## Written task
Write out the listing below again, precisely as it is given.

## Input rows
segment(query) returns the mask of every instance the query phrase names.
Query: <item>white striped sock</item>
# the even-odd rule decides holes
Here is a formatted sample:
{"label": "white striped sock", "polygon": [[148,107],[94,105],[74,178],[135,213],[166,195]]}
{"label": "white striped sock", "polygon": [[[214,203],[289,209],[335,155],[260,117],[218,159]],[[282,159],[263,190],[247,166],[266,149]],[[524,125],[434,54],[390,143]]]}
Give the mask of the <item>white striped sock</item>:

## The completed task
segment(query) returns the mask of every instance the query phrase names.
Query: <item>white striped sock</item>
# the even-odd rule decides holes
Here is a formatted sample:
{"label": "white striped sock", "polygon": [[148,107],[94,105],[74,178],[135,213],[166,195]]}
{"label": "white striped sock", "polygon": [[[214,203],[289,209],[335,155],[260,117],[218,159]],[[282,159],[263,190],[247,166],[266,149]],[[524,125],[434,54],[390,143]]]}
Give the mask of the <item>white striped sock</item>:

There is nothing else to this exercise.